> _WHAT YOU WILL DO_
Copy the part of the listing below that opens with the line containing "the wooden pulpit" and closes with the line containing "x=71, y=423". Reproduce both of those lines and every line between them without any change.

> _RECORDS TO USE_
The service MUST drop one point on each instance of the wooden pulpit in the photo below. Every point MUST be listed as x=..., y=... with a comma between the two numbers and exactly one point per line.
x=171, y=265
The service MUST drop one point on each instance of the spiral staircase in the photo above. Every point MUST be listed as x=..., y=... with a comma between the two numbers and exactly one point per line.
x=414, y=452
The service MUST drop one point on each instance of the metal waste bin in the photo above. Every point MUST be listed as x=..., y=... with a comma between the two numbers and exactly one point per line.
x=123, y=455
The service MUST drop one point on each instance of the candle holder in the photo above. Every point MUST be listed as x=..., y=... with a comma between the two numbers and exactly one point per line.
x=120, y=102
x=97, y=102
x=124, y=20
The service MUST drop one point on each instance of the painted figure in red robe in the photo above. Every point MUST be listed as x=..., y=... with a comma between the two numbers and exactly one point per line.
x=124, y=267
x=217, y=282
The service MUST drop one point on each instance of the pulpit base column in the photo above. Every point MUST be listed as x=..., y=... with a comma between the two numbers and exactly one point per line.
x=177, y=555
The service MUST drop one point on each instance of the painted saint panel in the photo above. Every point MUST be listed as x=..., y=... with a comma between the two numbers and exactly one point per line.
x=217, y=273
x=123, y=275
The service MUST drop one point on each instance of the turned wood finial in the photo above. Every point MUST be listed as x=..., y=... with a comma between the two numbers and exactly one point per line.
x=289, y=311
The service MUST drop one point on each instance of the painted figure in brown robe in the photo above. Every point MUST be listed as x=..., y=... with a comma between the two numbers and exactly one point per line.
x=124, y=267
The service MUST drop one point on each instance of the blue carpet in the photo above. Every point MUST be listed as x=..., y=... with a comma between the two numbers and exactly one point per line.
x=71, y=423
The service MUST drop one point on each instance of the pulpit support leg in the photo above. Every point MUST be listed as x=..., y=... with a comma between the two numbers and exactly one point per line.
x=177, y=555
==
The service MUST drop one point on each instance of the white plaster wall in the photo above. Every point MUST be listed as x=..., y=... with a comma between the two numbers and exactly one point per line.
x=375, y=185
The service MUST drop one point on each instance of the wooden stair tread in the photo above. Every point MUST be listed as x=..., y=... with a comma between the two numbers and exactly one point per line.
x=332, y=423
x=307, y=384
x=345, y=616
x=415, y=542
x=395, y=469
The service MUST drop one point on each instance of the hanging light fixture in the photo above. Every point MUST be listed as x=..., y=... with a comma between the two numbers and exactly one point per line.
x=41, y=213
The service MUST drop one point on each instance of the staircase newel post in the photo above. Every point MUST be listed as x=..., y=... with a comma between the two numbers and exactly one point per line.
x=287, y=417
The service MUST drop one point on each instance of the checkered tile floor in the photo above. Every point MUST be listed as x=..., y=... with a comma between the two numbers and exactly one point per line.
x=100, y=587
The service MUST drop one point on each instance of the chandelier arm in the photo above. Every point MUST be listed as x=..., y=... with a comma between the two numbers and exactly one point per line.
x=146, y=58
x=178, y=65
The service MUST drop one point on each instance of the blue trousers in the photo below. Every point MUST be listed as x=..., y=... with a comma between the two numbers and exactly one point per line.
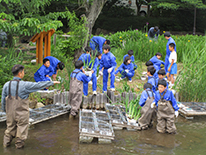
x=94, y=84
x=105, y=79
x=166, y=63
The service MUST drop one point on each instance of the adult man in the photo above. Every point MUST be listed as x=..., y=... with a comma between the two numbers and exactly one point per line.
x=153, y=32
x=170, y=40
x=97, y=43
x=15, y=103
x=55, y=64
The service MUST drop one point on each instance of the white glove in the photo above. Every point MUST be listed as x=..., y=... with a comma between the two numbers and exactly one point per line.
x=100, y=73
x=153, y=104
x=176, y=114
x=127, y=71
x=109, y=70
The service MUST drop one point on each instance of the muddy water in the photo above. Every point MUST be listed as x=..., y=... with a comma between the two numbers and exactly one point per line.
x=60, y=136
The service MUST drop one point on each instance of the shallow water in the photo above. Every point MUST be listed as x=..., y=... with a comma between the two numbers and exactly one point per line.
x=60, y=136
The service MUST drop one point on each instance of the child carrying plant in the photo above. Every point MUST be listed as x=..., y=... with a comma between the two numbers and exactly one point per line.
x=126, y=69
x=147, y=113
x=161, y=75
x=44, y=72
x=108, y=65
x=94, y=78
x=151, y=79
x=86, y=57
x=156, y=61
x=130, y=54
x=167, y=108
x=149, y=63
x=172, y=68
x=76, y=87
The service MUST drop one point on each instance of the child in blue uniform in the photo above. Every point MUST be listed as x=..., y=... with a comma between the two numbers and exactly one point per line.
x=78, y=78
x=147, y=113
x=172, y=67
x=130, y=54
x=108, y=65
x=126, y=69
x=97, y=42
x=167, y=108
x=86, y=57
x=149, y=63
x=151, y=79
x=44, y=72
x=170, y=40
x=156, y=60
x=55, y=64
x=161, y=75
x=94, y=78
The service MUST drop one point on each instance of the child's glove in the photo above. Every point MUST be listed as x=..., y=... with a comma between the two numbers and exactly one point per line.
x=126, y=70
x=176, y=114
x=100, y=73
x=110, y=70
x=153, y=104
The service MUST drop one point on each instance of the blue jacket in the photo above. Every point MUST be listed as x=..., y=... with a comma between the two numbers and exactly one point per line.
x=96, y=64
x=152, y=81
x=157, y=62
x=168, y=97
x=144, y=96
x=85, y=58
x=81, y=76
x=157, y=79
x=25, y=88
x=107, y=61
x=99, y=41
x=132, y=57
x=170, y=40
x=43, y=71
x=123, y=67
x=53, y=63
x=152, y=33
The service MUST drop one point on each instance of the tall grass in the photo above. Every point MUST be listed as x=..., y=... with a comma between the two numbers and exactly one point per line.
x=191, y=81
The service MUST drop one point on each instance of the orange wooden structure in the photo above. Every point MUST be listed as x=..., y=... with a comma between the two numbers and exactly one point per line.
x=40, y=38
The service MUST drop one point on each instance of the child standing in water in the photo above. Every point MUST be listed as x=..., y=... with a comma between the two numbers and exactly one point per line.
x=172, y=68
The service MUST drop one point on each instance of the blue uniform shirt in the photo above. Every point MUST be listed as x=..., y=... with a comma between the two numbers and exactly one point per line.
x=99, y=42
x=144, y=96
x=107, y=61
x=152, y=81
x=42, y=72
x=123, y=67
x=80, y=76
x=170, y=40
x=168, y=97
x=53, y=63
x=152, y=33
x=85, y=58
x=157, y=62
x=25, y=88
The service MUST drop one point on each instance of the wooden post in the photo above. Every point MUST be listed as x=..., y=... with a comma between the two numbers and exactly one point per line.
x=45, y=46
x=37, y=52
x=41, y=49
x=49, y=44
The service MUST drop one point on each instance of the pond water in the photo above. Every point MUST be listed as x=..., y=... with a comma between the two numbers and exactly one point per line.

> _RESULT OF THIS EXERCISE_
The service MUST drop one point on each instance of the wooden pulpit in the photo below. Every point MUST be listed as x=..., y=... with a comma between the two numbers and exactly one point per line.
x=171, y=265
The service MUST drop one point on each instance of the spiral staircase in the photo above. Every point MUST be listed as x=..., y=... with a comma between the two numbers and exactly one point per line.
x=414, y=452
The service MUST drop one point on each instance of the metal waste bin in the photo above. Every point MUST be listed as x=..., y=... with a comma between the two numbers and exactly one point per line.
x=123, y=455
The service MUST drop one point on each instance of the candle holder in the photo above. Every point MUST be listed as x=..., y=... with a comma between the two numbers and exactly one point per line.
x=120, y=102
x=97, y=102
x=124, y=20
The service MUST drop one point on each instance of the painted figure in red robe in the photo above. Every point MUST be listed as x=..., y=... with a comma between the two numbers and exactly one point per line.
x=124, y=267
x=217, y=282
The service MUST drop one point on each instance of the pulpit base column in the photo above. Every point MUST be listed as x=..., y=... with a comma between the two numbers and exactly one point per line.
x=177, y=555
The service MUST drop one point on each instance of the painted saint panel in the photo above. Every point MUST be listed as x=..., y=... with a comma between the two numbers and exactly one point per line.
x=217, y=273
x=123, y=275
The service MUST drop one point on each instance of the turned wood finial in the photo above. Every point MUST be listed as x=..., y=... with a comma between the two numbers and exactly one point per line.
x=289, y=311
The service MUST drop one point on each instance of the painted figure in brown robe in the photo above. Every point MUST be listed as x=..., y=... with a comma between the two numbers and exactly one point per line.
x=124, y=267
The service MUST drop one point on each instance of the blue carpet in the photo above. Every point MUST be listed as x=..., y=... with a comma between the two numbers and exactly one point per line.
x=71, y=423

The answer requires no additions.